Return every line of the records below unchanged, character for character.

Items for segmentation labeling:
+ + +

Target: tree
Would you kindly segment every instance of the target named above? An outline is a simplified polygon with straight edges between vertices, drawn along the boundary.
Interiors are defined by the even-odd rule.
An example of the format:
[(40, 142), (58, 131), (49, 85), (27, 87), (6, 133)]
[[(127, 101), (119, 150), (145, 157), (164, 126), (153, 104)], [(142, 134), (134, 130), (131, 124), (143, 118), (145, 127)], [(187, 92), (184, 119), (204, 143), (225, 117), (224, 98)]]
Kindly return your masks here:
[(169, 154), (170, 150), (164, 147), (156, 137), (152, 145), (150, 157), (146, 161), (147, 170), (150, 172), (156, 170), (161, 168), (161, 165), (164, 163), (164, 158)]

+ + +

### The output
Target: tree
Would you kindly segment every instance of the target named above? An outline is a simplified polygon with straight edges between vertices, drawn along the boundary.
Interiors are defined by the even-odd rule.
An example of the format:
[(40, 142), (58, 131), (49, 85), (27, 87), (6, 133)]
[[(127, 101), (119, 150), (145, 157), (164, 126), (153, 104)], [(142, 134), (134, 130), (131, 124), (143, 118), (145, 127)], [(187, 92), (184, 119), (204, 143), (225, 117), (224, 98)]]
Kindly return your masks here:
[(169, 154), (170, 150), (164, 147), (156, 137), (152, 145), (150, 157), (146, 161), (147, 170), (150, 172), (156, 170), (161, 168), (161, 165), (164, 163), (164, 158)]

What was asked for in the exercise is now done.